### PROBLEM
Scale the material from its first line through the line that contains "[0, 287, 626, 419]", both included, giving every line again but multiplying each bounding-box coordinate in the answers by 2.3 and rounding it to a whole number, with halves rounded up. Leave the pictures out of your answer.
==== DATA TO USE
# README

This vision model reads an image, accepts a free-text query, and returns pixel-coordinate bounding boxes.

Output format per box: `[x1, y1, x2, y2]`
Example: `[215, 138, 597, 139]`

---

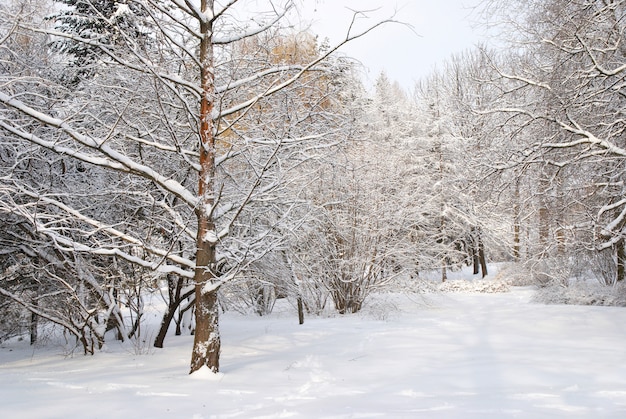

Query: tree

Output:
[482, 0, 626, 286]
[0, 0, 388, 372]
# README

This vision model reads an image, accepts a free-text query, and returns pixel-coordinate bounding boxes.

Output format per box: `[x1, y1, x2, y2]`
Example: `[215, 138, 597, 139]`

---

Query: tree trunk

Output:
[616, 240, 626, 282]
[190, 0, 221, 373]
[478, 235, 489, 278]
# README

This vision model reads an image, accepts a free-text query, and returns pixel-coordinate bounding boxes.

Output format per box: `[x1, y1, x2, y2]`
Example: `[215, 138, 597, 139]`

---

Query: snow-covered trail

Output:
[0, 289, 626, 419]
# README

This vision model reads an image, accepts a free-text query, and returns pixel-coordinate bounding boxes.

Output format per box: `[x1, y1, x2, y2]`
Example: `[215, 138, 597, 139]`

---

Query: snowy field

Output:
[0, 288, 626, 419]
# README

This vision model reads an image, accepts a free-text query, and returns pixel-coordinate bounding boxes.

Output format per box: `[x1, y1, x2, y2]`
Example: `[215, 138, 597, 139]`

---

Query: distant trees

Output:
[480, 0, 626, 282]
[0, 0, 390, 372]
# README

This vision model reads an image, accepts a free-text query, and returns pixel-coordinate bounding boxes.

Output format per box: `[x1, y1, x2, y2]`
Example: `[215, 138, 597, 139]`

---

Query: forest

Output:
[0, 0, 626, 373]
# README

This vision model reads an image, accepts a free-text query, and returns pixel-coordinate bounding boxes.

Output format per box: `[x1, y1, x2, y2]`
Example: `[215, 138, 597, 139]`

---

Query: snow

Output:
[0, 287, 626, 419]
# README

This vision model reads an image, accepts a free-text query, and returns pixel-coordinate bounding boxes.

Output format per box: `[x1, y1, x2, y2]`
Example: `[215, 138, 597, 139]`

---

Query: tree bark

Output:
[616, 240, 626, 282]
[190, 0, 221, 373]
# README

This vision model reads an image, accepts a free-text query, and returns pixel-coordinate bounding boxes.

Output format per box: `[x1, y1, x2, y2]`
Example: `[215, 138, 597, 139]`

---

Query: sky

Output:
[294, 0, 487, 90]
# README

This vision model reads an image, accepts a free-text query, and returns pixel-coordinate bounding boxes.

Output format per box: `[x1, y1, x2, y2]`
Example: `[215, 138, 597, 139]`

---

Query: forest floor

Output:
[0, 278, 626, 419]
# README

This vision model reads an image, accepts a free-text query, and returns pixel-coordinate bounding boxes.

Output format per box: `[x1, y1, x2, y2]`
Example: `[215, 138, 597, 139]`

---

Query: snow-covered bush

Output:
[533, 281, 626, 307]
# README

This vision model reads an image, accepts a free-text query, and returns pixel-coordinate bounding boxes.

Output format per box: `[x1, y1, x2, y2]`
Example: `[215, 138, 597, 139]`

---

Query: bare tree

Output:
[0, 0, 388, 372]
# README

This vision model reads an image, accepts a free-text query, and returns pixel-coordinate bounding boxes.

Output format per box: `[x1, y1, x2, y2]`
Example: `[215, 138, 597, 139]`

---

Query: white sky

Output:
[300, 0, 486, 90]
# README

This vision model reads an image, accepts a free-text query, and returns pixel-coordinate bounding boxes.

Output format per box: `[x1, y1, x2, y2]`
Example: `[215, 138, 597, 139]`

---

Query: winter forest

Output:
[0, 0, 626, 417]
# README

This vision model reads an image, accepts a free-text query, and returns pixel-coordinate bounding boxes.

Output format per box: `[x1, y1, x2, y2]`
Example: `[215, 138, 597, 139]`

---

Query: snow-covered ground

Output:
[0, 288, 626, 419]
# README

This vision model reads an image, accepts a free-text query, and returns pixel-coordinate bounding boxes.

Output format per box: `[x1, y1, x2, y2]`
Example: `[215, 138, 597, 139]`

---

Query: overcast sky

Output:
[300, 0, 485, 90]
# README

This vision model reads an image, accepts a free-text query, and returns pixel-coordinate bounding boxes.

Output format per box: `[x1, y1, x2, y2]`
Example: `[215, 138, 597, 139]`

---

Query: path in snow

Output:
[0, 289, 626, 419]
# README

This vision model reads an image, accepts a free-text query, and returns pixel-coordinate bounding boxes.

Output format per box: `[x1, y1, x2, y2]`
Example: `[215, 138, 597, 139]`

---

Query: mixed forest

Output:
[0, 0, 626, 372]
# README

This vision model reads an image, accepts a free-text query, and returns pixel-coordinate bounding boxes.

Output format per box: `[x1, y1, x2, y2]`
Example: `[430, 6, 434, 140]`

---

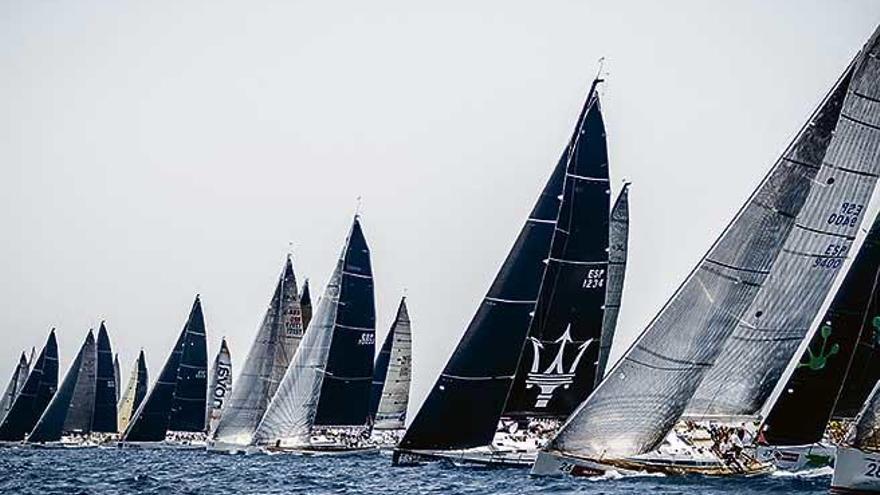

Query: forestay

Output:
========
### EXERCISE ANSWER
# README

This vision model reads an image, accepts a free-text query, and returns pixel-coordinate bounding boxes.

Output format per box: `[x1, y1, x2, y2]`
Example: `[215, 138, 597, 139]`

---


Query: tree

Output:
[1109, 0, 1440, 658]
[0, 0, 892, 856]
# README

This vision model reads an image, accepts a free-text query, and returns pixel-coordinate bounding boxes.

Output format per box: `[x1, y1, x2, y2]`
Example: `[215, 138, 597, 139]`

---

Query: tree trunk

Output:
[1417, 552, 1440, 649]
[437, 0, 508, 858]
[1099, 541, 1125, 639]
# README

This vision model reads an image, accepts a free-text query, and returns pixel-coordinate bounding boxes.

Output format per box: `[x1, y1, x2, y2]`
Example: `[215, 138, 597, 139]`

---

Query: snow-covered trail

Output:
[0, 665, 1440, 964]
# README

This vision model reads an image, accepts a free-text query, and returns pixel-coordinate bounding boxes.

Output format per box: `[x1, y1, x2, y2]`
Example: `[215, 138, 597, 139]`

---

Query: snowy field

Output:
[0, 662, 1440, 964]
# README

This vision model reads an image, accepts a free-text query, and returns pixel-coordinate bounding boxes.

Output format per box: `[x1, y1, x2, y2]`
Example: `[215, 138, 597, 139]`

---

Query: distant trees

Output:
[1104, 0, 1440, 649]
[0, 0, 897, 856]
# README

This vision model reads an image, accepts a free-text query, and returns pixel-coordinate bounding boxes.

Output format per box: `[x1, y1, x2, y2]`
Example: `[215, 138, 597, 139]`

---

Query: forest

Output:
[0, 0, 1440, 858]
# README

This vision model reads an image, accepts a free-text query, and returns pixel-coordinate bounding boxes.

Output format per box: `[x1, y1, x2, y2]`
Example: `[215, 138, 597, 139]`

---

Query: snow

Output:
[0, 660, 1440, 964]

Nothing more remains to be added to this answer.